::: Okuma Metni :::

İslam siyaset fıkhını -fitne korkusu- oluşturmuştur. Kuran, fitnenin katilden ağır bir suç olduğunu söyler. Ama fitne korkusu ile de İslam'ın değer ölçülerinden taviz verilmesini gerektiren bir ölçü ortaya koymaz. Zira, bir defa korku tavizin haklı bir gerekçesi haline gelince, orada din diye bir şey kalmaz, her şeyden vazgeçilebilir.
Nitekim öyle de olmuştur.
İslam, bir devlet modeli önermemiştir. Bunu zamana, şartlara toplumların kültürel durumlarına ve ihtiyaçlarına bırakmıştır. Toplumsal değişimi görerek, yönetim meselesinin ucunu açık bırakmıştır. Ancak bu İslam'ın siyasete dönük ilkeleri olmadığı anlamına gelmiyor. Tam tersine devlet modelini toplumlara bırakmakla birlikte yönetime kılavuz olacak temel ilkeleri vazetmiştir.
Adalet, ehliyet, istişare, biat(seçim), ahlaklı yönetim, din ve vicdan hürriyeti bu ilkelerin bazılarıdır. Bu ilkelerin nasıl sağlanacağını ise insanlara, yanı bize bırakmıştır. İslam hukukçularının görevi bu ilkelerden hareketle bir siyaset/yönetim/kamu hukuku oluşturmak iken, sadece fitne korkusundan hareketle bu temel ölçüleri ıskalayan bir tutum izlemişlerdir.
Fitne korkusu, ahlakı, adaleti, istişareyi, seçimi, yönetimde ehliyeti unutturmuş, kişi(sultan/emir) odaklı bir siyaset anlayışının İslam dünyasını esir almasına neden olmuştur. Üstelik fitne korkusu ile İslam'ın yönetime yönelik ilkelerinden taviz vermek fitneyi engellememiş, daha büyük bedeller ödenmesinin zemini, olmuştur.

::: Veri Kayıtları :::

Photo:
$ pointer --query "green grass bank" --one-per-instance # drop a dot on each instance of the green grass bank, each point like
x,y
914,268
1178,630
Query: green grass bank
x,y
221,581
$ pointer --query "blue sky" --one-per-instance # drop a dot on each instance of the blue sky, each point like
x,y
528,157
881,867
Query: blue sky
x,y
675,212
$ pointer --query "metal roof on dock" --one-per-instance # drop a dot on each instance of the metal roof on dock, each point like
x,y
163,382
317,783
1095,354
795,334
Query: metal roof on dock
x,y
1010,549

:::
::: Veri Kayıtları :::

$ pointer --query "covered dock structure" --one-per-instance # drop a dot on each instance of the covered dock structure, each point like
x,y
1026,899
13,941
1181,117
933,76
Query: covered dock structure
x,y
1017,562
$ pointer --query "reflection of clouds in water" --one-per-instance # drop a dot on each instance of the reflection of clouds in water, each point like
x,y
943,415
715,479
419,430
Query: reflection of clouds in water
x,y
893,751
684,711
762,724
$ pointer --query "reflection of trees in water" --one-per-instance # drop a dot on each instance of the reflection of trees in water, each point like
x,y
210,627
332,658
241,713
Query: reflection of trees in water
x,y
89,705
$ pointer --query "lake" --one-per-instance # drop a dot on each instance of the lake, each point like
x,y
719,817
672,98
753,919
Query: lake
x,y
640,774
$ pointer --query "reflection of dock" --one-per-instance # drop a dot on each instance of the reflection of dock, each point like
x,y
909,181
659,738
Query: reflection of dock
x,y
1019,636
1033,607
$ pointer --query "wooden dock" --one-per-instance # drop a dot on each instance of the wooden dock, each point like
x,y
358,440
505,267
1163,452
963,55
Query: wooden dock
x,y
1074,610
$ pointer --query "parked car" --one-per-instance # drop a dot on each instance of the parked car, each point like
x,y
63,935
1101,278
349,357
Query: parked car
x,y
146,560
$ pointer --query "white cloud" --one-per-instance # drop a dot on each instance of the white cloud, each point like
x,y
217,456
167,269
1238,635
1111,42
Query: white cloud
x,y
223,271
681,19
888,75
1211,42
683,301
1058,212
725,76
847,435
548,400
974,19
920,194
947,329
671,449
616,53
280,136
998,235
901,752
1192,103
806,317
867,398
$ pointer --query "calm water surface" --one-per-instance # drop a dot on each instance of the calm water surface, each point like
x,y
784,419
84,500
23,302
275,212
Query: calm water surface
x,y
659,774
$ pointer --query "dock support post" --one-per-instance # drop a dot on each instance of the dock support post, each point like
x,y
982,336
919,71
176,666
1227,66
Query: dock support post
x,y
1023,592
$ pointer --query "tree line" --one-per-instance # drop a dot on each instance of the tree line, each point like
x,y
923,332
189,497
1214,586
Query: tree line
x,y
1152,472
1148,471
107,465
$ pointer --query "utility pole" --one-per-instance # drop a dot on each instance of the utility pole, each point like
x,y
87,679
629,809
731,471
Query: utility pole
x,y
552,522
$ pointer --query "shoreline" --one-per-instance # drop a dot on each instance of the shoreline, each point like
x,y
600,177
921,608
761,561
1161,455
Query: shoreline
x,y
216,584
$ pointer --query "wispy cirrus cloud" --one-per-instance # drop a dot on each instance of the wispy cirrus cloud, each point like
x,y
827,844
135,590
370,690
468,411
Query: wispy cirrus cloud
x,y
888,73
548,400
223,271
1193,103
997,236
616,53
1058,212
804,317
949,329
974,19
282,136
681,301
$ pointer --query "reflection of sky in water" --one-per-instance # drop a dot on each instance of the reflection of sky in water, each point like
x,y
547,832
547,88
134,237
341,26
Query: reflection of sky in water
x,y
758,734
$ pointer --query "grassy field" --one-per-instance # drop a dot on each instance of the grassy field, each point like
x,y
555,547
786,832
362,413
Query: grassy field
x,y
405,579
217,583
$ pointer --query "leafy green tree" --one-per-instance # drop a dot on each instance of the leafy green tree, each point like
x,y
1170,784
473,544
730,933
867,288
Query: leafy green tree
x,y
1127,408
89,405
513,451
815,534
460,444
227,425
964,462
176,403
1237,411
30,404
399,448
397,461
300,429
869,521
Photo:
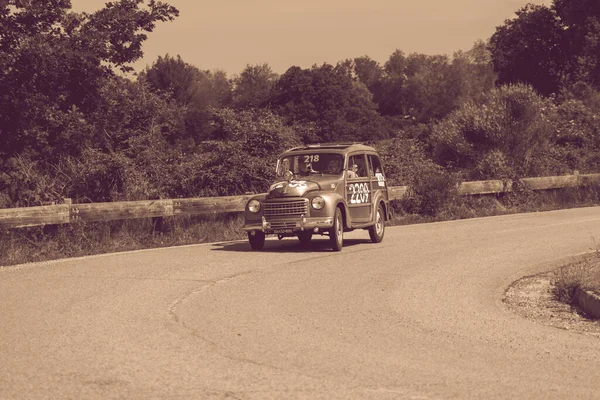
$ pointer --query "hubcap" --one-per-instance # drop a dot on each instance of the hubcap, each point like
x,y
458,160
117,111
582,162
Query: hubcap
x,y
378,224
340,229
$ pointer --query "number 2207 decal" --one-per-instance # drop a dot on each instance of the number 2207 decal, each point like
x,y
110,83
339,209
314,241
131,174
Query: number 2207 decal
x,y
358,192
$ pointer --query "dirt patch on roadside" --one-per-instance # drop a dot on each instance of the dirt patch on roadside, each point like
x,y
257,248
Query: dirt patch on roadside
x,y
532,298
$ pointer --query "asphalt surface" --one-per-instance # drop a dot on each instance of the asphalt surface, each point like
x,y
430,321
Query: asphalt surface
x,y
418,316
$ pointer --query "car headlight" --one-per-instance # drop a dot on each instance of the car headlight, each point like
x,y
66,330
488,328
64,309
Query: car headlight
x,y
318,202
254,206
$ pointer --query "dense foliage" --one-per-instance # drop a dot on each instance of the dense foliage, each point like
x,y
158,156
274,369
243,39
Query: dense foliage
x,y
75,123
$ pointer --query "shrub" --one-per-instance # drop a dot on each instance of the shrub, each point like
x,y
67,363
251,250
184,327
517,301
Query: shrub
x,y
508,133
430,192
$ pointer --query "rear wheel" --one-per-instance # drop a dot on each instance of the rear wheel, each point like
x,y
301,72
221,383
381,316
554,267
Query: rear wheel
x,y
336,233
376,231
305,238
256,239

:::

Görev Tanımı: Fitne korkusunu ele alan metne göre, fitne korkusu İslam'ın değer ölçülerinden taviz vermek için neden gerekçe olamaz? Bir ila üç cümleyle açıklayınız. Kayıtlar bu çalışmada herhangi bir rol oynamamaktadır.

Doğru Yanıt: Kuran fitneyi katilden ağır bir suç saysa da fitne korkusu yüzünden değer ölçülerinden taviz verilmesini gerektiren bir ölçü koymaz. Çünkü korku bir kez tavizin haklı bir gerekçesi hâline gelince ortada din diye bir şey kalmaz ve her şeyden vazgeçilebilir.